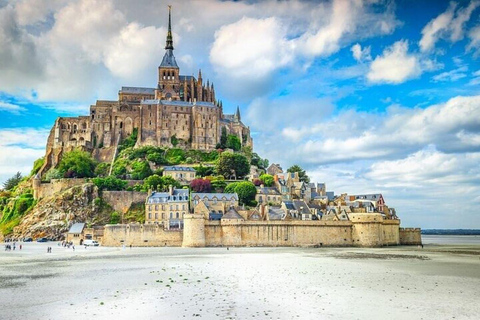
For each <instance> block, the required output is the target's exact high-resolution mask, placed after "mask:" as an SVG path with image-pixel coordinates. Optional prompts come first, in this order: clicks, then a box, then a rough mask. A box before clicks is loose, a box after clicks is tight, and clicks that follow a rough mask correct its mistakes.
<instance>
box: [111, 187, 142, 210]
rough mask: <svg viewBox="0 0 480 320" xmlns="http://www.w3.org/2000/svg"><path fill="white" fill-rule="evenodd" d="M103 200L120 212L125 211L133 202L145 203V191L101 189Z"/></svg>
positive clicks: (113, 207) (133, 203)
mask: <svg viewBox="0 0 480 320" xmlns="http://www.w3.org/2000/svg"><path fill="white" fill-rule="evenodd" d="M102 198H103V200H104V201H105V202H106V203H108V204H109V205H110V206H112V208H113V209H114V210H115V211H117V212H120V213H126V212H127V211H128V209H130V207H131V206H132V204H134V203H145V200H146V199H147V193H146V192H139V191H103V192H102Z"/></svg>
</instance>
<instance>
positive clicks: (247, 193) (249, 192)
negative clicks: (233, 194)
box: [227, 181, 257, 205]
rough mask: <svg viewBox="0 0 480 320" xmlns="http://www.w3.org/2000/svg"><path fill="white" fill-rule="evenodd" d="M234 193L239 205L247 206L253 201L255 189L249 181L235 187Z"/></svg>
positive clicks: (255, 190) (256, 190) (254, 199)
mask: <svg viewBox="0 0 480 320" xmlns="http://www.w3.org/2000/svg"><path fill="white" fill-rule="evenodd" d="M227 187H228V186H227ZM235 193H236V194H237V195H238V201H239V202H240V204H247V205H249V204H251V203H252V201H253V200H255V195H256V194H257V188H255V185H254V184H253V183H251V182H250V181H242V182H239V183H238V184H237V185H236V186H235Z"/></svg>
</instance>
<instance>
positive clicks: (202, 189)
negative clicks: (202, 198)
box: [190, 179, 212, 192]
mask: <svg viewBox="0 0 480 320" xmlns="http://www.w3.org/2000/svg"><path fill="white" fill-rule="evenodd" d="M190 188H192V191H194V192H210V191H211V190H212V184H211V183H210V180H207V179H194V180H192V182H191V183H190Z"/></svg>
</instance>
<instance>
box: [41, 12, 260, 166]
mask: <svg viewBox="0 0 480 320" xmlns="http://www.w3.org/2000/svg"><path fill="white" fill-rule="evenodd" d="M168 19H169V21H168V32H167V40H166V46H165V55H164V56H163V59H162V61H161V63H160V65H159V66H158V78H157V83H156V86H155V87H152V88H142V87H122V88H121V89H120V90H119V92H118V100H98V101H97V102H96V103H95V105H92V106H91V107H90V114H89V115H88V116H80V117H59V118H57V120H56V121H55V124H54V126H53V128H52V129H51V131H50V135H49V138H48V142H47V152H46V157H45V159H46V161H45V164H44V166H43V167H42V168H41V170H40V174H44V173H45V172H46V171H47V170H48V169H50V168H51V167H55V166H56V165H57V164H58V162H59V161H60V159H61V156H62V154H63V153H64V152H65V151H69V150H71V149H73V148H75V147H82V148H84V149H85V150H87V151H90V152H92V154H93V156H94V157H95V158H96V159H97V160H99V161H111V160H112V158H113V156H114V154H115V149H116V146H117V145H118V143H119V142H120V141H121V140H122V139H124V138H126V137H128V136H130V135H132V134H136V137H137V140H136V146H145V145H150V146H159V147H173V146H179V147H182V148H191V149H199V150H212V149H215V147H216V146H217V144H218V143H219V142H220V137H221V134H222V128H225V129H226V132H227V134H232V135H236V136H238V137H239V139H240V141H241V143H242V145H244V146H251V147H252V146H253V141H252V138H251V137H250V129H249V127H247V126H246V125H244V124H243V123H242V121H241V115H240V110H239V109H238V108H237V111H236V112H235V114H231V115H229V114H224V113H223V105H222V102H220V101H218V100H217V97H216V93H215V88H214V85H213V83H210V81H209V80H207V81H206V83H205V81H204V79H203V77H202V73H201V71H199V72H198V77H197V78H195V77H194V76H193V75H181V74H180V68H179V66H178V64H177V62H176V60H175V56H174V54H173V50H174V47H173V37H172V28H171V13H170V11H169V15H168Z"/></svg>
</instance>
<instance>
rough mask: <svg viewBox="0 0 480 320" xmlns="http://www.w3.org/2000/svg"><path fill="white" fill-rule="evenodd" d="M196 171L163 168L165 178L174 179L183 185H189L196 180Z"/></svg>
mask: <svg viewBox="0 0 480 320" xmlns="http://www.w3.org/2000/svg"><path fill="white" fill-rule="evenodd" d="M195 174H196V170H195V169H193V168H192V167H181V166H166V167H163V176H164V177H172V178H173V179H175V180H176V181H178V182H180V183H181V184H189V183H190V182H192V180H194V179H195Z"/></svg>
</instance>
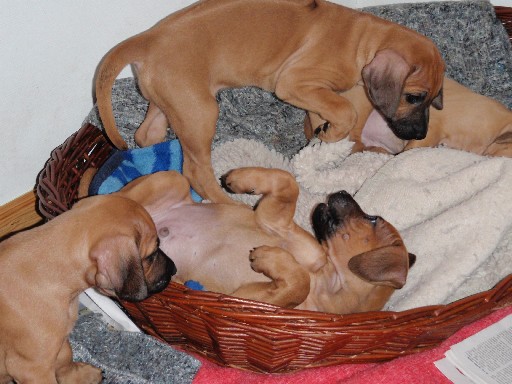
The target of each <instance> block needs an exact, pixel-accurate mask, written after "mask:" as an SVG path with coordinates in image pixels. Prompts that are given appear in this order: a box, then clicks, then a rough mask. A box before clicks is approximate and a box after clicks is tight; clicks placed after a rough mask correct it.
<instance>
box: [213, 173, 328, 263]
mask: <svg viewBox="0 0 512 384" xmlns="http://www.w3.org/2000/svg"><path fill="white" fill-rule="evenodd" d="M223 183H224V184H225V185H226V186H227V187H228V188H229V189H231V190H232V191H233V192H236V193H252V194H255V195H263V197H262V199H261V200H260V201H259V203H258V206H257V208H256V211H255V215H256V220H257V222H258V224H259V225H260V227H261V228H263V229H264V230H266V231H267V232H270V233H272V234H277V235H279V236H280V237H281V238H283V239H284V240H285V242H286V243H287V246H286V248H287V249H288V251H289V252H291V254H293V256H294V260H296V261H297V262H298V263H299V264H300V265H301V266H302V267H304V268H306V269H307V270H308V271H311V272H314V271H316V270H318V269H319V268H320V267H322V266H323V265H324V264H325V262H326V256H325V253H324V251H323V249H322V247H321V246H320V245H319V243H318V241H317V240H316V239H315V238H314V237H313V236H312V235H311V234H310V233H309V232H307V231H306V230H305V229H303V228H302V227H300V226H298V225H297V224H295V222H294V221H293V217H294V215H295V208H296V204H297V198H298V196H299V186H298V185H297V182H296V181H295V178H294V177H293V176H292V175H291V174H290V173H288V172H286V171H283V170H281V169H267V168H258V167H247V168H239V169H234V170H232V171H231V172H229V173H227V174H226V175H224V176H223Z"/></svg>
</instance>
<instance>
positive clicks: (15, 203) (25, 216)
mask: <svg viewBox="0 0 512 384" xmlns="http://www.w3.org/2000/svg"><path fill="white" fill-rule="evenodd" d="M36 204H37V202H36V195H35V193H34V192H33V191H31V192H27V193H25V194H24V195H22V196H20V197H18V198H16V199H14V200H13V201H11V202H9V203H7V204H4V205H2V206H0V238H2V237H4V236H5V235H8V234H9V233H12V232H16V231H19V230H21V229H25V228H28V227H32V226H33V225H36V224H40V223H42V222H43V218H42V217H41V216H40V215H39V213H38V212H37V209H36V206H37V205H36Z"/></svg>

* * * * *

TASK TO COMPLETE> Rewrite every line of the records above as a JSON list of strings, one string per line, skipping any blank lines. Leave the pictures out of the list.

RESULT OF THIS EXERCISE>
[
  "For each <instance> block, the required output is the target's exact high-resolution mask, placed after \"mask:\" as an SVG path with image-pixel coordinates. Optional prompts come first, in this order: clicks, then a box, then a rough mask. A box before clicks is loose, a box after clicks is tight, and clicks that follow a rough mask correct its mistakes.",
  "<instance>",
  "box: [111, 187, 142, 210]",
  "rough mask: <svg viewBox=\"0 0 480 320\" xmlns=\"http://www.w3.org/2000/svg\"><path fill=\"white\" fill-rule=\"evenodd\" d=\"M103 200L120 212L125 211L133 202L145 203V191L101 189Z\"/></svg>",
  "positive clicks: (113, 207) (133, 203)",
  "mask: <svg viewBox=\"0 0 480 320\" xmlns=\"http://www.w3.org/2000/svg\"><path fill=\"white\" fill-rule=\"evenodd\" d=\"M102 198H103V200H104V201H105V202H106V203H108V204H109V205H110V206H112V208H113V209H114V210H115V211H117V212H120V213H126V212H127V211H128V209H130V207H131V206H132V204H134V203H145V200H146V199H147V193H146V192H139V191H103V192H102Z\"/></svg>",
  "</instance>",
  "<instance>",
  "positive clicks: (247, 193) (249, 192)",
  "negative clicks: (233, 194)",
  "box: [227, 181, 257, 205]",
  "rough mask: <svg viewBox=\"0 0 480 320\" xmlns=\"http://www.w3.org/2000/svg\"><path fill=\"white\" fill-rule=\"evenodd\" d=\"M234 193L239 205L247 206L253 201L255 189L249 181L235 187Z\"/></svg>",
  "positive clicks: (255, 190) (256, 190) (254, 199)",
  "mask: <svg viewBox=\"0 0 480 320\" xmlns=\"http://www.w3.org/2000/svg\"><path fill=\"white\" fill-rule=\"evenodd\" d=\"M227 187H228V186H227ZM235 193H236V194H237V195H238V201H239V202H240V204H247V205H249V204H251V203H252V201H253V200H255V195H256V194H257V188H255V185H254V184H253V183H251V182H250V181H242V182H239V183H238V184H237V185H236V186H235Z\"/></svg>",
  "</instance>",
  "<instance>",
  "positive clicks: (202, 189)",
  "negative clicks: (202, 198)",
  "box: [190, 179, 212, 192]",
  "mask: <svg viewBox=\"0 0 480 320\" xmlns=\"http://www.w3.org/2000/svg\"><path fill=\"white\" fill-rule=\"evenodd\" d=\"M190 188H192V191H194V192H210V191H211V190H212V184H211V183H210V180H207V179H194V180H192V182H191V183H190Z\"/></svg>",
  "</instance>",
  "<instance>",
  "box: [41, 12, 260, 166]",
  "mask: <svg viewBox=\"0 0 480 320\" xmlns=\"http://www.w3.org/2000/svg\"><path fill=\"white\" fill-rule=\"evenodd\" d=\"M168 19H169V21H168V32H167V40H166V46H165V55H164V56H163V59H162V61H161V63H160V65H159V66H158V78H157V83H156V86H155V87H152V88H142V87H122V88H121V89H120V90H119V92H118V100H98V101H97V102H96V103H95V105H92V106H91V107H90V114H89V115H88V116H80V117H59V118H57V120H56V121H55V124H54V126H53V128H52V129H51V131H50V135H49V138H48V142H47V152H46V157H45V159H46V161H45V164H44V166H43V167H42V168H41V170H40V174H44V173H45V172H46V171H47V170H48V169H50V168H51V167H55V166H56V165H57V164H58V162H59V161H60V159H61V156H62V154H63V153H64V152H65V151H69V150H71V149H73V148H75V147H82V148H84V149H85V150H87V151H90V152H92V154H93V156H94V157H95V158H96V159H97V160H99V161H111V160H112V158H113V156H114V154H115V149H116V146H117V145H118V143H119V142H120V141H121V140H122V139H124V138H126V137H128V136H130V135H132V134H136V137H137V140H136V146H145V145H150V146H159V147H173V146H179V147H182V148H191V149H199V150H212V149H215V147H216V146H217V144H218V143H219V142H220V137H221V134H222V128H225V129H226V132H227V134H232V135H236V136H238V137H239V139H240V141H241V143H242V145H244V146H251V147H252V146H253V141H252V138H251V137H250V129H249V127H247V126H246V125H244V124H243V123H242V121H241V115H240V110H239V109H238V108H237V111H236V112H235V114H231V115H229V114H224V113H223V105H222V102H220V101H218V100H217V97H216V93H215V88H214V85H213V83H210V81H209V80H207V81H206V83H205V81H204V79H203V77H202V73H201V71H199V72H198V77H197V78H195V77H194V76H193V75H181V74H180V68H179V66H178V64H177V62H176V60H175V56H174V54H173V50H174V47H173V37H172V28H171V13H170V11H169V15H168Z\"/></svg>",
  "</instance>",
  "<instance>",
  "rough mask: <svg viewBox=\"0 0 480 320\" xmlns=\"http://www.w3.org/2000/svg\"><path fill=\"white\" fill-rule=\"evenodd\" d=\"M196 171L163 168L165 178L174 179L183 185H189L196 180Z\"/></svg>",
  "mask: <svg viewBox=\"0 0 480 320\" xmlns=\"http://www.w3.org/2000/svg\"><path fill=\"white\" fill-rule=\"evenodd\" d=\"M195 174H196V170H195V169H193V168H192V167H181V166H166V167H163V176H164V177H172V178H173V179H175V180H176V181H178V182H180V183H181V184H189V183H190V182H192V180H194V179H195Z\"/></svg>",
  "</instance>",
  "The target of each <instance> block needs an exact, pixel-accurate mask, written after \"mask:\" as an SVG path with coordinates in image pixels. Prompts that are given appear in this order: a box, then clicks, then a rough mask. A box before clicks is approximate and a box after clicks is tight; clicks placed after a rough mask correct it.",
  "<instance>",
  "box: [213, 173, 328, 263]",
  "mask: <svg viewBox=\"0 0 512 384\" xmlns=\"http://www.w3.org/2000/svg\"><path fill=\"white\" fill-rule=\"evenodd\" d=\"M223 183H224V184H225V185H226V186H227V187H228V188H229V189H231V190H232V191H233V192H236V193H252V194H255V195H263V197H262V199H261V200H260V201H259V203H258V206H257V208H256V211H255V215H256V220H257V222H258V224H259V225H260V227H261V228H263V229H264V230H266V231H267V232H270V233H272V234H277V235H279V236H280V237H281V238H283V239H284V240H285V242H286V243H287V246H286V248H287V249H288V251H289V252H291V254H293V256H294V260H296V261H297V262H298V263H299V264H300V265H301V266H302V267H304V268H306V269H307V270H308V271H311V272H314V271H316V270H318V269H319V268H320V267H322V266H323V265H324V264H325V262H326V256H325V253H324V251H323V249H322V247H321V246H320V245H319V243H318V241H317V240H316V239H315V238H314V237H313V236H312V235H311V234H310V233H309V232H307V231H306V230H305V229H303V228H302V227H300V226H298V225H297V224H295V222H294V221H293V217H294V215H295V208H296V204H297V198H298V196H299V186H298V185H297V182H296V181H295V178H294V177H293V176H292V175H291V174H290V173H288V172H286V171H283V170H281V169H267V168H258V167H247V168H239V169H234V170H232V171H231V172H229V173H227V174H226V175H224V176H223Z\"/></svg>",
  "</instance>",
  "<instance>",
  "positive clicks: (15, 203) (25, 216)",
  "mask: <svg viewBox=\"0 0 512 384\" xmlns=\"http://www.w3.org/2000/svg\"><path fill=\"white\" fill-rule=\"evenodd\" d=\"M36 204H37V202H36V195H35V193H34V192H33V191H31V192H27V193H25V194H24V195H22V196H20V197H18V198H16V199H14V200H13V201H11V202H9V203H7V204H4V205H2V206H0V238H2V237H4V236H5V235H8V234H9V233H12V232H16V231H19V230H21V229H25V228H28V227H32V226H33V225H36V224H40V223H42V222H43V218H42V217H41V216H40V215H39V213H38V212H37V209H36V206H37V205H36Z\"/></svg>"
]